Given text |
+---+

I don’t believe there is one ‘right’ way to tell stories. But I am learning so much through my studies and the internship I am doing at Perspectivity, so this is my best attempt to understand my learning journey and share it with you. I want to share with you how I learned to tell stories, or actually how I’m still learning to tell stories, because I will probably always be figuring things out. Storytelling is something we all do, it’s human. I think it’s our way of trying to understand the world around us. It’s how we create bonds, how we make each other laugh, it’s part of our history and DNA. As a species, we are addicted to stories. Even when the body goes to sleep, the mind stays up all night telling itself stories.

Ways of expressing yourself

I have learnt that there is no format or right way to tell a story. Everyone has their own unique form of expression. I am currently very involved in writing stories and then also personally writing about stories because of the internship and related research I am doing. But more recently, I have been exploring and trying out an old interest of mine: photography. The joy and satisfaction I get from that fuels more inspiration and ideas to express myself.

I think we all speak the language of enthusiasm, whether we realise it or not. There’s something about excitement, you can see it in people’s eyes. I think this is why children’s joy seems to be something that adults spend their lifetimes trying to rediscover. Now that I am (becoming) an adult, I feel an intense pressure to establish myself in the world and have a sense of safety and security. But I am also learning to connect with my younger self and see what her needs are. And as with most people, that is to be heard or seen and acknowledged just the way you are. Accepting myself the way I am is still an ongoing process. But experimenting with new ways of expressing myself has opened the door of playing.

Share your story with pride

“If I don’t have red, I use blue”, said Pablo Picasso. Use whatever you have, the tools to tell and share stories now are so accessible. Think of the internet, the amount of content out there on many platforms, it’s absolutely saturated. That means there are also a lot of crossovers, very specific communities that otherwise would never have met. And how do they connect with each other? By sharing their experiences, knowledge and stories. The most expensive equipment won’t make you stand out or be relatable, it’s all about how you can tell a story. I recognise the privilege of having the money and time to use these tools, but that is also partly the reason that I want to help others share their stories. This privilege has also sometimes led me to believe that my own story is not ‘good’ enough, because others have more struggles or lack basic human rights in their lives. This is a learning journey of appreciating and accepting my own story and sharing it with pride. I think this is a great first step.

+---+

Dataset content |
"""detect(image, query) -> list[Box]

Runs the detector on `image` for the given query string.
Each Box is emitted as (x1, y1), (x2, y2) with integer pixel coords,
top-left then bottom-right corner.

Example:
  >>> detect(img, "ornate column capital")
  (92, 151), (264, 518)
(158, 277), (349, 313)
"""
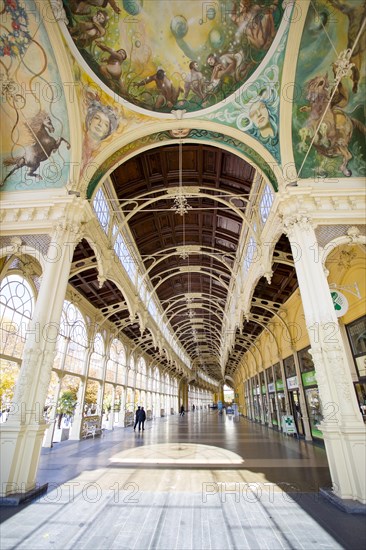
(281, 214), (314, 238)
(50, 0), (69, 25)
(51, 219), (84, 246)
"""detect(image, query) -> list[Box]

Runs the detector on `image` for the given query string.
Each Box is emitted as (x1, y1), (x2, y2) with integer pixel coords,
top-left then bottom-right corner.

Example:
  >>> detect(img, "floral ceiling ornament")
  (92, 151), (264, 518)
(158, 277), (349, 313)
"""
(171, 140), (192, 217)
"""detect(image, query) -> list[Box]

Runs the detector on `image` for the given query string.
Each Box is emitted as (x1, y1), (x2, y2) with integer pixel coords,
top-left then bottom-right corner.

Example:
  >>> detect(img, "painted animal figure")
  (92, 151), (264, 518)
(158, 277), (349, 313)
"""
(3, 111), (70, 184)
(299, 75), (366, 177)
(328, 0), (366, 93)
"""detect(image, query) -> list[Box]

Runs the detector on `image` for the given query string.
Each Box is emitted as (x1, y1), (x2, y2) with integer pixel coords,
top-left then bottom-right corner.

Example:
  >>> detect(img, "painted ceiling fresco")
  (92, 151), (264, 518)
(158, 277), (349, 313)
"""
(292, 0), (366, 180)
(63, 0), (283, 113)
(0, 0), (70, 190)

+---+

Required action |
State whether each statement below agrees with the storytelling text, answering yes or no and quoting the deciding words of the text exactly. (a) The writer has recently taken up photography, an interest from earlier on. (b) The writer holds that there is a single correct format for telling a story. (c) The writer considers expensive equipment the key to standing out as a storyteller.

Output below |
(a) Yes: "more recently, I have been exploring and trying out an old interest of mine: photography."
(b) No: "I have learnt that there is no format or right way to tell a story."
(c) No: "The most expensive equipment won’t make you stand out or be relatable, it’s all about how you can tell a story."